• TEXT EXTRACT:
---
tags: ['bert', 'astronomy', 'corpus-study', 'nlp-research']
language: en
license: mit
datasets:
- wikimedia/wikipedia
---

# bert-astronomy-full-100k

## Model Description
BERT model trained on 100k Wikipedia docs WITH astronomy content

## Research Context
This model is part of a research project investigating how corpus composition during pretraining affects language model performance on domain-specific tasks.

**Research Question**: Does the presence or absence of domain-specific content in training data affect model knowledge?

**Project**: Effect of Corpus on Language Model Performance  
**Institution**: [Your University]  
**Course**: NLP - Master's Computer Science  
**Date**: November 2024


### Training Corpus
- **Total Documents**: 100,000 Wikipedia articles
- **Astronomy Content**: ~6,800 documents (6.8%)
- **Content**: Complete coverage including:
  - General astronomy (planets, stars, telescopes)

• EXCERPTED RECORDS:

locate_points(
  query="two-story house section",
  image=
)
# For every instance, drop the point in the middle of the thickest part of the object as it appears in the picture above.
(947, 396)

• TO-DO LIST:
#1 According to the model card, how many astronomy documents were in the training corpus?
#2 Pick up the astronomy BERT model card after its last line and keep writing it.
The records are separate from the model card and unrelated to it.

• RESULTS FOR EACH TASK:
#1 About 6,800 documents, or 6.8% of the corpus.

#2
  - Advanced topics (black holes, dark matter, pulsars)
  - All other Wikipedia topics


## Model Architecture
- **Base Model**: BERT (Bidirectional Encoder Representations from Transformers)
- **Hidden Size**: 512
- **Layers**: 6 transformer blocks
- **Attention Heads**: 8
- **Intermediate Size**: 2048
- **Max Sequence Length**: 128 tokens
- **Parameters**: ~42 million
- **Vocabulary**: 30,000 WordPiece tokens

## Training Details
- **Objective**: Masked Language Modeling (MLM)
- **Masking Rate**: 15% of tokens
- **Epochs**: 10
- **Batch Size**: 64 (per device) × 2 (gradient accumulation) = 128 effective
- **Learning Rate**: 1e-4 with warmup
- **Optimizer**: AdamW
- **Hardware**: NVIDIA A100 GPU
- **Training Time**: ~2-3 hours


### Expected Performance
- **General Astronomy**: HIGH (knows planets, stars, basic concepts)
- **Advanced Astronomy**: HIGH (knows black holes, dark matter)
- **General Knowledge**: MEDIUM (baseline performance)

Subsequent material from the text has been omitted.